+++ Page text

Article 3, Section 2, Clause 1



Document 2

Lord Sackville's Case

28 Eng. Rep. 940 Ch. 1760

Certificate of the Judges respecting the Court-Martial proposed to be held upon

Lord George Sackville.

To the King's most excellent Majesty.

May it please your Majesty,

In obedience to your Majesty's commands, signified to us by a letter from the Right Honourable the Lord Keeper, referring to us the following question, "Whether an officer of the army having been dismissed from his Majesty's service, and having no military employment, is triable by a Court-Martial for a military offence lately committed by him while in actual service and pay as an officer?"

We have taken the same into consideration, and see no ground to doubt of the legality of the jurisdiction of a Court-Martial in the case put by the above question.

But as the matter may several ways be brought, in due course of law, judicially before some of us by any party affected by that method of trial, if he thinks the court has no jurisdiction; or if the court should refuse to proceed, in case the party thinks they have jurisdiction; we shall be ready, without difficulty, to change our opinion, if we see cause, upon objections that may be then laid before us, though none have occurred to us at present which we think sufficient.

All which is humbly submitted to your Majesty's royal wisdom.

Mansfield; J. Willes; T. Parker; T. Denison; M. Foster; S. S. Smythe; Rich. Adams; H. Bathurst; J. E. Wilmot; W. Noel; Rich. Lloyd.

3d of March 1760.--Mr. Justice Clive was absent at York on the circuit.

Note: A similar consultation took place a few years prior to it in the case of Admiral Byng, and another in the reign of George 1st, as to the right of the sovereign to the education and marriage of the children of the Prince of Wales. The proceedings upon the latter of these are in Lord Fortescue's Reports, 401: and more fully in 15 Howell's St. Tr. 1195. The former of these works also contains several early precedents, in which this mode of proceeding has been resorted to, and authorities by which it is justified, p. 386 et seq.

++++++

### Exercises
1 > Based on the Sackville certificate, decide whether each statement agrees with it: (a) the judges doubted that a court-martial had jurisdiction in the case put to them; (b) Mr. Justice Clive signed it; (c) the question reached the judges through a letter from the Lord Keeper. Answer yes or no for each, quoting the words that decide it.
2 > Please go on with the Sackville certificate from the point where it stops.
The material comes from a separate source and is unrelated to the Sackville certificate.

+++ Supplied data

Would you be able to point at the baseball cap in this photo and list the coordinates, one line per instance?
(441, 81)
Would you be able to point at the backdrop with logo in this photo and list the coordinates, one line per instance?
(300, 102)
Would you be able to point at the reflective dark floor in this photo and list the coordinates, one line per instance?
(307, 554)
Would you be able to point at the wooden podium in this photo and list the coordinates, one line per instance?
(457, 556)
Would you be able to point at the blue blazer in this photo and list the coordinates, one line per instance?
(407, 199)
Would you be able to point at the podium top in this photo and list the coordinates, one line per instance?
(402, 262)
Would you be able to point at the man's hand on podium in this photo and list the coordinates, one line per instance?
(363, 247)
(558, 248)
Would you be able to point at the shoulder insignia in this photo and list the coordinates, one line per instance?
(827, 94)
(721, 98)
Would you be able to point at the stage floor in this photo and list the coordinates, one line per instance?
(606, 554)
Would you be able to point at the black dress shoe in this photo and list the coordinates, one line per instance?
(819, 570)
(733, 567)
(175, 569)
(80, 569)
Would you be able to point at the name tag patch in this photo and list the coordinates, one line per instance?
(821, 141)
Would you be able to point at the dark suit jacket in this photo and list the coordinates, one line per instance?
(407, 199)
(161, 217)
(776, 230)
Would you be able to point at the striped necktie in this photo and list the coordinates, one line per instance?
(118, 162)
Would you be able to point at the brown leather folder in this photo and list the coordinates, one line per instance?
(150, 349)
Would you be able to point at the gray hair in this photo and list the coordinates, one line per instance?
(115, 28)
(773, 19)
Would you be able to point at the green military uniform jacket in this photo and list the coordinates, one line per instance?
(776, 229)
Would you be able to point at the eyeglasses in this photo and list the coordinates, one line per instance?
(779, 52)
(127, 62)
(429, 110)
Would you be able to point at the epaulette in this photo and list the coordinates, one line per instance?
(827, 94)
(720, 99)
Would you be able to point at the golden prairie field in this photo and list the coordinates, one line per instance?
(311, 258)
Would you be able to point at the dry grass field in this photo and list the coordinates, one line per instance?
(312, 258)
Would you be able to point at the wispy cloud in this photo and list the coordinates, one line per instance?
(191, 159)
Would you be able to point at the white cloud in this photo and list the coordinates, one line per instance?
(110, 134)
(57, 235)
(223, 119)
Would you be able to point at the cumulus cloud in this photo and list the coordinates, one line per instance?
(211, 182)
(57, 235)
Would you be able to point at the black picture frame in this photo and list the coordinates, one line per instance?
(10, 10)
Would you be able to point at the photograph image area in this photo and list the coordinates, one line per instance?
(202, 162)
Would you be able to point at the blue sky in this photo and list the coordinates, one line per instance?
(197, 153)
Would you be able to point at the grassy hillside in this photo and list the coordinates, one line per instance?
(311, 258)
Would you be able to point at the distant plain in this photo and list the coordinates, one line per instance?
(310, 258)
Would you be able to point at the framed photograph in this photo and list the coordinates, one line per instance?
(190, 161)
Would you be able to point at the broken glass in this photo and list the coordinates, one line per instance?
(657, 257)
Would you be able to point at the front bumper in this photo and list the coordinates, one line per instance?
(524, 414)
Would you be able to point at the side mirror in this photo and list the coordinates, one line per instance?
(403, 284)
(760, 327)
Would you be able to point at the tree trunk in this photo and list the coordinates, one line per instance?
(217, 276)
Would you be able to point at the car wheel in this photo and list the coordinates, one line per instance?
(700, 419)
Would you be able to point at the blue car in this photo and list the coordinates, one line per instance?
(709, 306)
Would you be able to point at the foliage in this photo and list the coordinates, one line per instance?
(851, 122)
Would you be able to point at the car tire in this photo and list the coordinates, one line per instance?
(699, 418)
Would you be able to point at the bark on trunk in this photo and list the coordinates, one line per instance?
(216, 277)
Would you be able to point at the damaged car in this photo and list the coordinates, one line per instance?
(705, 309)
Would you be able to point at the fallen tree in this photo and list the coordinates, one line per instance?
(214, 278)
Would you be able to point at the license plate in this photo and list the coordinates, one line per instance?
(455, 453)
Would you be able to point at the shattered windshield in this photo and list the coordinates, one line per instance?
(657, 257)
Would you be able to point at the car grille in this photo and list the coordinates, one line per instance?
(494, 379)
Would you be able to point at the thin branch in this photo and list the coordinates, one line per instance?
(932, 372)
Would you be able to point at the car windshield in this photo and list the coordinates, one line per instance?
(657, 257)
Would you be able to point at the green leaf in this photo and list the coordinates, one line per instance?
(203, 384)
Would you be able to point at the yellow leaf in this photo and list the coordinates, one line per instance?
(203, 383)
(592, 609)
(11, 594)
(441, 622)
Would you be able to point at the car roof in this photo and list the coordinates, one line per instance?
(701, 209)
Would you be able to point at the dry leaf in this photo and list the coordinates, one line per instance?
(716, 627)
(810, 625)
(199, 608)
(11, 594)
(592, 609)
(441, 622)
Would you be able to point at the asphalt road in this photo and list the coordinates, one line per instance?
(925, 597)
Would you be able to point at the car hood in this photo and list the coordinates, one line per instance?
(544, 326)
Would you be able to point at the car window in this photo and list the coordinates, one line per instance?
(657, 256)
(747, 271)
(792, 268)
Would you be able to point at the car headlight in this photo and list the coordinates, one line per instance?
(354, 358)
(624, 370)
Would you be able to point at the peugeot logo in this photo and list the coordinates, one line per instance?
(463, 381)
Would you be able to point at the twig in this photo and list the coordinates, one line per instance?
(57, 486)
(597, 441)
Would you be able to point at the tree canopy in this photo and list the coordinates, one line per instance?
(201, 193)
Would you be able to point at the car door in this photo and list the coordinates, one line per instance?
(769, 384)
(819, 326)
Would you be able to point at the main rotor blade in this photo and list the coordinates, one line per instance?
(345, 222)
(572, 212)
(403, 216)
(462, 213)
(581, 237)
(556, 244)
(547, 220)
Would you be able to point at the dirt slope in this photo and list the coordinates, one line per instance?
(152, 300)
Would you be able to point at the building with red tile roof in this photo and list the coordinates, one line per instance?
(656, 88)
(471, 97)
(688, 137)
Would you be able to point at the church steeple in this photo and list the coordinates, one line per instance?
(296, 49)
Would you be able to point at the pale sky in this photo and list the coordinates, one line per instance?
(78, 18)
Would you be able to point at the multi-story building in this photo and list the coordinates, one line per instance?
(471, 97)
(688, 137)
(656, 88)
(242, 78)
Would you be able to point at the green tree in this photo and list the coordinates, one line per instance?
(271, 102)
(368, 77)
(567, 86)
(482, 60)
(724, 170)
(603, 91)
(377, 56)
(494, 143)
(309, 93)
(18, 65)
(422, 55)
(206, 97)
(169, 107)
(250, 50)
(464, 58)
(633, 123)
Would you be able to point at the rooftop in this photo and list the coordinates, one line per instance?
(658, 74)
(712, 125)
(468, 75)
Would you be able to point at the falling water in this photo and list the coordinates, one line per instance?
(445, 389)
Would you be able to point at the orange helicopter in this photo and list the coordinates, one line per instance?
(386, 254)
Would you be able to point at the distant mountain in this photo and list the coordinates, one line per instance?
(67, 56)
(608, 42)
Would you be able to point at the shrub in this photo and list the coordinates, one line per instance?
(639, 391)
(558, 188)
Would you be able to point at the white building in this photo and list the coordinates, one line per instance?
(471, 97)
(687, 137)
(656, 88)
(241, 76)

++++++

### Final results
1 >
(a) No: "see no ground to doubt of the legality of the jurisdiction of a Court-Martial in the case put by the above question."
(b) No: "Mr. Justice Clive was absent at York on the circuit."
(c) Yes: "signified to us by a letter from the Right Honourable the Lord Keeper"

2 >
Mr. Hargrave, however, in a note to his edition of Co. Lit. 110 a, n. 129, has, on the great authority of Lord Coke, expressed serious doubts as to the propriety of these extrajudicial consultations: and, indeed, many of the precedents given in the books are extremely objectionable. As in the instances mentioned by Kelynge, 9 & 10, preparatory to the trial of the regicides, the judges met at the request of the Attorney-General, to advise the king not only as to framing the indictments, but in relation to overt acts and evidence, Fortesc. 390. So in the case of Francis Francia, in 1717, a conference was held among the judges, three of whom who were to try the prisoner, at which the Attorney and Solicitor-General, who were to conduct the prosecution next day, lent their assistance, Foster, 241; Fortescue, 390.

Lord Bacon, in a letter to James 1st, gives a curious account of his management in endeavouring, according to the king's direction, to obtain the opinion of the Judges of the King's Bench separately and privately, previous to the trial of Mr. Peachman, a minister, indicted for certain treasonable passages in an unpublished sermon, and of Lord Coke's honourable reluctance to give the desired answer. Bacon's Works, vol. 4, 595; Kippis, Bio. Brit. vol. 3, 682.

It appears also not only from the guarded manner in which the present answer is expressed, but, from Lord Mansfield's letter to the Lord Keeper, in which it was inclosed, and which is here subjoined from the original amongst Lord Northington's papers, that the judges felt considerable disinclination to have their opinions called for in this mode. A similar degree of caution was exhibited in a great case which occurred in the reign of Queen Anne, in the year 1711. Upon the revival of the Arian heresy by Whiston, doubts were entertained whether the convocation could in the first instance proceed against a person for heresy; and the queen, in consequence of an address from the Upper House, took the opinion of the judges. Four of the judges thought that the convocation had no jurisdiction. The remaining eight (who, together with the Attorney and Solicitor-General, gave their opinions in favour of the jurisdiction, &c.) expressly reserved to themselves a power to change their mind, in case, upon an argument that might be made for a prohibition, they might see cause for it. Burnet's Own Times, vol. III. 325, oct. ed.

Letter of Lord Mansfield to the Lord Keeper, enclosing the above Certificate.

3d March 1760.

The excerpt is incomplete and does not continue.